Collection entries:
----------------------------------------
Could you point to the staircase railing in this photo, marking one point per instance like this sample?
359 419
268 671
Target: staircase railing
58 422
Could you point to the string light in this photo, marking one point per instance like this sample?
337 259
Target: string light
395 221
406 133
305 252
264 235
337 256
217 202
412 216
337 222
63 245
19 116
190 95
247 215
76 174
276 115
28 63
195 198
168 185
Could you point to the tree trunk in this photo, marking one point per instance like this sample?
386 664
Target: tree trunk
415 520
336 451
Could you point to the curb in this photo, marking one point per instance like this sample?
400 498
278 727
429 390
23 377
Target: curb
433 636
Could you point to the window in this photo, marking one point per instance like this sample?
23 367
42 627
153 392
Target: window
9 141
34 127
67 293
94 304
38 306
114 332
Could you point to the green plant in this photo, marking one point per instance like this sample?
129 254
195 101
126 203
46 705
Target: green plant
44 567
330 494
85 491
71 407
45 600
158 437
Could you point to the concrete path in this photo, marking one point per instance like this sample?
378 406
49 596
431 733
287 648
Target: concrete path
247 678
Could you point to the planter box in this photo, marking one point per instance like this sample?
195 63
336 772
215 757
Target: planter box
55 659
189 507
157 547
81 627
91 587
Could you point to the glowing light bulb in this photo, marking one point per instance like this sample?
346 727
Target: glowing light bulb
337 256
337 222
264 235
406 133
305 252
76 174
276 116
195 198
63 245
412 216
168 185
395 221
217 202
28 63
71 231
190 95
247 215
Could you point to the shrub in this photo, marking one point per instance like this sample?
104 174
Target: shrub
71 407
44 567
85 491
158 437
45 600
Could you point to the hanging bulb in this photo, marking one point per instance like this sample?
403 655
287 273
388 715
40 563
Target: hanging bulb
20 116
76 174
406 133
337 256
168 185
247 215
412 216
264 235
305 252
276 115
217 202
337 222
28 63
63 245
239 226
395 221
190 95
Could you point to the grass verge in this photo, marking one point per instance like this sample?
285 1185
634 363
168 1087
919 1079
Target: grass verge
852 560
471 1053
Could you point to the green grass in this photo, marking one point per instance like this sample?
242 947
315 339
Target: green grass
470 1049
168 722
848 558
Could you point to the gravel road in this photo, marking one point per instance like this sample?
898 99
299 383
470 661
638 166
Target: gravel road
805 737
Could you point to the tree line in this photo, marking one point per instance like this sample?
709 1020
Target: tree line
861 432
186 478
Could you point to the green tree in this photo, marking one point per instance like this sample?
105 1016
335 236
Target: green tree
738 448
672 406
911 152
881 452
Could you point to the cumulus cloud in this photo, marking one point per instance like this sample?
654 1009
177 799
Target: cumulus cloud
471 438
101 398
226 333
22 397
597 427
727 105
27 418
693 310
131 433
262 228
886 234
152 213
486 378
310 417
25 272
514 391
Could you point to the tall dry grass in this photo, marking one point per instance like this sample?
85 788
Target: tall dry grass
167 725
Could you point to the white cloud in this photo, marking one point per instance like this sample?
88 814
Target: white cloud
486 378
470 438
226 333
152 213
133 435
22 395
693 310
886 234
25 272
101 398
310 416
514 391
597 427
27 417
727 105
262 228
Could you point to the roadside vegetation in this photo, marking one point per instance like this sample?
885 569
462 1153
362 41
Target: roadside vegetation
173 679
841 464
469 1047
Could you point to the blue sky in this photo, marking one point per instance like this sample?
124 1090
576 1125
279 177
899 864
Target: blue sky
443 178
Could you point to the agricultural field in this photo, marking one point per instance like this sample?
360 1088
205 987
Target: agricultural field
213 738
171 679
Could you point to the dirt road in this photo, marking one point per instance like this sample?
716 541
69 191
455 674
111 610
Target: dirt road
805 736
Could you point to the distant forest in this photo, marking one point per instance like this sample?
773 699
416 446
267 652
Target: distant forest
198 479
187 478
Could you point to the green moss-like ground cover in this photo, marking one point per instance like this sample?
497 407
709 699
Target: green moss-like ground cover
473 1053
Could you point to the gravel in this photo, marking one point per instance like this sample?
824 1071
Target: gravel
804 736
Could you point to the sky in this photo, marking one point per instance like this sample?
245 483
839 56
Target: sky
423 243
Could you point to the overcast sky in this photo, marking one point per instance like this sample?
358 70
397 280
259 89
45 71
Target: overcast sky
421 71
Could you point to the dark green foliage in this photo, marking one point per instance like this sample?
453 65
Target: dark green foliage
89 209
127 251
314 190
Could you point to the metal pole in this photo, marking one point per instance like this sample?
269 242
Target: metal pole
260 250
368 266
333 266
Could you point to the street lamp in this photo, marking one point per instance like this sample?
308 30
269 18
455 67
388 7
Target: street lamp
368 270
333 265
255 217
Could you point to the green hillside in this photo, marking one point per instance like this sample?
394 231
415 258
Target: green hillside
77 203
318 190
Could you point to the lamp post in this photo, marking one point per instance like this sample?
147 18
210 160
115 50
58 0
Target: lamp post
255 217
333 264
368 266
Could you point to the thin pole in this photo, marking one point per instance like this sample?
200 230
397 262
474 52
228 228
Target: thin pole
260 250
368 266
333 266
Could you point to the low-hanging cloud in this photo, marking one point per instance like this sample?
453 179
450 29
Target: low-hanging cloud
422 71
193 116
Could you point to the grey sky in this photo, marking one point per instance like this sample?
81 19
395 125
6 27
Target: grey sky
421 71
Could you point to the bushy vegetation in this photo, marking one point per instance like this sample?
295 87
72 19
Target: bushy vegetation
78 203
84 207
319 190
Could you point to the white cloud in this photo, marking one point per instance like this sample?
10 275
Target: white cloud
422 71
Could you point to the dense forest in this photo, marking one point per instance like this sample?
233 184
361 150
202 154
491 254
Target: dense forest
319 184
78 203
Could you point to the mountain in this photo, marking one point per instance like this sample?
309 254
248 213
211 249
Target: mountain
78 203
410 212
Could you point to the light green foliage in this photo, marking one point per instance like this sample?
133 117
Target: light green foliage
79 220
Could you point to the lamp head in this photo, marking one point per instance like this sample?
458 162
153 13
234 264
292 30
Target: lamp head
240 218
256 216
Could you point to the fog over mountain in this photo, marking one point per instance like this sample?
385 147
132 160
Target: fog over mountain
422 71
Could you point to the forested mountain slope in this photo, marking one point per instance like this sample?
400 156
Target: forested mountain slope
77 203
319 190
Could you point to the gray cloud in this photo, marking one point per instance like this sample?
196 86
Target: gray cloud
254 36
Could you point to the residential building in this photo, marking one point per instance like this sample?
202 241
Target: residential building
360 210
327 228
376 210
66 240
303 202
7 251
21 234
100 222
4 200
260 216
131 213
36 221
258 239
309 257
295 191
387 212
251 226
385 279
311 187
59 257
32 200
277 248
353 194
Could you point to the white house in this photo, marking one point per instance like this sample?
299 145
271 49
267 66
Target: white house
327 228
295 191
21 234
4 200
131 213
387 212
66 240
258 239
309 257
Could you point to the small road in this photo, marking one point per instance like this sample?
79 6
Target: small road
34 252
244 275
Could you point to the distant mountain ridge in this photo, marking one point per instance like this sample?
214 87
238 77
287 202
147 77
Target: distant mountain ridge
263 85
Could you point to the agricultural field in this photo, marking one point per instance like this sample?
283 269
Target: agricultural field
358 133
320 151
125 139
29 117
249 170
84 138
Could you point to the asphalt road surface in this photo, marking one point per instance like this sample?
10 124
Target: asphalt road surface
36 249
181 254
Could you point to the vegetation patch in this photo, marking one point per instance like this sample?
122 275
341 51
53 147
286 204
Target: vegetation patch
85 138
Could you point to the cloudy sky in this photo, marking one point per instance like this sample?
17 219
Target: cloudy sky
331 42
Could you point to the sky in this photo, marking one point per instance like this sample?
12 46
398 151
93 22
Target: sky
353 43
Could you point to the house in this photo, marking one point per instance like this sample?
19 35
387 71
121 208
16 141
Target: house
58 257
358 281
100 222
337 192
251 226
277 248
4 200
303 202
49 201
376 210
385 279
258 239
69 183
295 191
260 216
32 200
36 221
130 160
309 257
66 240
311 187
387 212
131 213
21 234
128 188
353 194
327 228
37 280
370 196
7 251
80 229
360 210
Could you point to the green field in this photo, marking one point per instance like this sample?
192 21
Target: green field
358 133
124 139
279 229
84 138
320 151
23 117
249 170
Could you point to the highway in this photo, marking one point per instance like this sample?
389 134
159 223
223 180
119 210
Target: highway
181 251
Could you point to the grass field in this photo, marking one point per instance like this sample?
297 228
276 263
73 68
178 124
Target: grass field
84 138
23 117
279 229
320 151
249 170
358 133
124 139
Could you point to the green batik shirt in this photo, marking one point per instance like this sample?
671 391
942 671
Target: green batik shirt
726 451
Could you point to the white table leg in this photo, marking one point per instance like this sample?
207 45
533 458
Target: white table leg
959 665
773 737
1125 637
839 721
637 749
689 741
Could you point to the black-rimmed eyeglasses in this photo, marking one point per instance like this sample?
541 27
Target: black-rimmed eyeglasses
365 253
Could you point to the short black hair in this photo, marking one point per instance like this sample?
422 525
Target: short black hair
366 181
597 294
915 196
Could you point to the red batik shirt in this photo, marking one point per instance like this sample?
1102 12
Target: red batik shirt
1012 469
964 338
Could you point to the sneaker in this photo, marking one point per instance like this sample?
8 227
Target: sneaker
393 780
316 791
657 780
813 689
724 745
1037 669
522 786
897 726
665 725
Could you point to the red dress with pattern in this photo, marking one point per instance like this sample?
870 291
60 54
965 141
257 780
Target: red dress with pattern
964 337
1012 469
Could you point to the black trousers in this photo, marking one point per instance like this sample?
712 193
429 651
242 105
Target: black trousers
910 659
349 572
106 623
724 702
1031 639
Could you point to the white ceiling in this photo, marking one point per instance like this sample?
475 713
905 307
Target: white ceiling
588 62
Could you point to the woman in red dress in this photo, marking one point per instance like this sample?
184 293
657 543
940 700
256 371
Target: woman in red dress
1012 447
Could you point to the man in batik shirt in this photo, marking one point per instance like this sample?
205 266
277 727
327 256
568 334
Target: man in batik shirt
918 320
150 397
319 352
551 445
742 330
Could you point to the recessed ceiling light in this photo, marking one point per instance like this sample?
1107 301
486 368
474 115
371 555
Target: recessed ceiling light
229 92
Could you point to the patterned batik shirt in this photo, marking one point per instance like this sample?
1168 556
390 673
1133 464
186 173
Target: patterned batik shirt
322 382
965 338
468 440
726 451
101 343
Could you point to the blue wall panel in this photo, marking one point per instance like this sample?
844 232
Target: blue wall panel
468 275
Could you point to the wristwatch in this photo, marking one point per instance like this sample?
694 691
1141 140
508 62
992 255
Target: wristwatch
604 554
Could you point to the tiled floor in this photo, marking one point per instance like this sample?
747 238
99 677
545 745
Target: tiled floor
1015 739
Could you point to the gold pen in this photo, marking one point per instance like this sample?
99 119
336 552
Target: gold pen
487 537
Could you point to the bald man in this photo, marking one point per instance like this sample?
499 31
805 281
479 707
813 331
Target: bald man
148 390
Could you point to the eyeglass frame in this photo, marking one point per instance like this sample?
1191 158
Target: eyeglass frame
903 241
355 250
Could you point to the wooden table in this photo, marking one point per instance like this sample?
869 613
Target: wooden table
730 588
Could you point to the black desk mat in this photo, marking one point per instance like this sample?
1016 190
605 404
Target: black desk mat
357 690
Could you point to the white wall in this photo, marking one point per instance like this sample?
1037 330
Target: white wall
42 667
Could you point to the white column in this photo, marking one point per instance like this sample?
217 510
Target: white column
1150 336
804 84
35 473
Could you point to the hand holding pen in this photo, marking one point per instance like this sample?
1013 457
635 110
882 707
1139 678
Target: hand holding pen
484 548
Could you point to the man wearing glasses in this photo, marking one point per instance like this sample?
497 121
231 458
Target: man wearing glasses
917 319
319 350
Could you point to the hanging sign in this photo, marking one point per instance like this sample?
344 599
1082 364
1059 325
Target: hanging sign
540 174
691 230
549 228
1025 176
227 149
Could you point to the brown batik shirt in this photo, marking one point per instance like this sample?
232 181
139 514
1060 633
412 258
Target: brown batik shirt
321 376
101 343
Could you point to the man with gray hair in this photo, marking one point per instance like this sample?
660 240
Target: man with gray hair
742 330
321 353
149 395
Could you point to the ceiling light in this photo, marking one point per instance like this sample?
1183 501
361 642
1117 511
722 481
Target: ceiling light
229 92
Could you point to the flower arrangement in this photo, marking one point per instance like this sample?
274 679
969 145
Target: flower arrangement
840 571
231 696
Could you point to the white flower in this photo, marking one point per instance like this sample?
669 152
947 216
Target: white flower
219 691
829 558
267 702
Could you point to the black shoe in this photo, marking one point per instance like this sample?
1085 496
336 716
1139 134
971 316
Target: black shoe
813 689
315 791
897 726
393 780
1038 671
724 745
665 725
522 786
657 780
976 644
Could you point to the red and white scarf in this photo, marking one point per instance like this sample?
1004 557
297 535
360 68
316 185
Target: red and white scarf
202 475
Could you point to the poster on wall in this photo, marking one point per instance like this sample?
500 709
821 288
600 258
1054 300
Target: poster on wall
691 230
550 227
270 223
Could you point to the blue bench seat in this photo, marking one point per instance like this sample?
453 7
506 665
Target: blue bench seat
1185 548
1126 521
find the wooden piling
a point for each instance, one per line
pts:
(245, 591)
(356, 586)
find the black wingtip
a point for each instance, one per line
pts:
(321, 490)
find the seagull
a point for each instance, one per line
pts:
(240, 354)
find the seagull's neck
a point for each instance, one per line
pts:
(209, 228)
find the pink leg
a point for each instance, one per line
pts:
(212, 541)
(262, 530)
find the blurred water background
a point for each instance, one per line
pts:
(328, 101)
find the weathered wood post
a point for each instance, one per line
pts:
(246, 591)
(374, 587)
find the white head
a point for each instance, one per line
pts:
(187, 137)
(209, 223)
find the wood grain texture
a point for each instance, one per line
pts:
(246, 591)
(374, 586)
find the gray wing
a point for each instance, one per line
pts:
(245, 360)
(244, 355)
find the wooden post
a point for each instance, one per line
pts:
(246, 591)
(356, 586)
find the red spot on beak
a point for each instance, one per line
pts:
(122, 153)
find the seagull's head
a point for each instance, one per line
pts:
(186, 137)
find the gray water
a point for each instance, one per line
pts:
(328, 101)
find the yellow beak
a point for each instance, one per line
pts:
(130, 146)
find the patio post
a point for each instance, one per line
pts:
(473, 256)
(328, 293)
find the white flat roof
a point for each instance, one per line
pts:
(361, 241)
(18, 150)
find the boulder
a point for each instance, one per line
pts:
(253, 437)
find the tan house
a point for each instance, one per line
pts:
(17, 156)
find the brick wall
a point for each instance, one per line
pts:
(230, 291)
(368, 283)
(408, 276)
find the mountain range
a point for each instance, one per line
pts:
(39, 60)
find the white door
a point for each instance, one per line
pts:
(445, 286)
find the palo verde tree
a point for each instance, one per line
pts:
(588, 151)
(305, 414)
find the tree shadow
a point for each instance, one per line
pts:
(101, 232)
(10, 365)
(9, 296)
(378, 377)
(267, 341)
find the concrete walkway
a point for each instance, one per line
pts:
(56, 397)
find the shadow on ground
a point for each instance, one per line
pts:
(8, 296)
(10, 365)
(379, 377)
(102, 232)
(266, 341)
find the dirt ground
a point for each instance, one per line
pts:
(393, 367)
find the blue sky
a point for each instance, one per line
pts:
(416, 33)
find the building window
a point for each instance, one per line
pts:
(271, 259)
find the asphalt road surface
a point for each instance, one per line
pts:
----------------------------------------
**JOB:** Starting at the line that contains "find the boulder", output each remaining line of the listing, the last line included, exactly as it appears.

**FINAL ANSWER:**
find the boulder
a point for each instance, one per line
pts:
(253, 437)
find the tan house
a point for each instance, one per line
pts:
(17, 156)
find the brick wall
a point for each instance, one per line
pts:
(230, 291)
(368, 283)
(408, 276)
find the mountain range
a point for each instance, one per line
pts:
(39, 60)
find the white door
a point for each instance, one per line
pts:
(445, 286)
find the palo verde tree
a point for each instance, one per line
pts:
(588, 151)
(305, 414)
find the tree shadow
a point for each instance, one per line
pts:
(101, 232)
(10, 365)
(9, 296)
(378, 377)
(267, 341)
find the concrete walkway
a point for each instance, one per line
pts:
(56, 397)
find the shadow on ground
a point for each instance, one per line
pts:
(8, 296)
(10, 365)
(379, 377)
(102, 232)
(266, 341)
find the dirt ground
a point for each instance, one per line
pts:
(393, 367)
find the blue sky
a point for each instance, one per line
pts:
(416, 33)
find the building window
a point for each instance, one per line
pts:
(271, 259)
find the asphalt road surface
a point for each instance, one per line
pts:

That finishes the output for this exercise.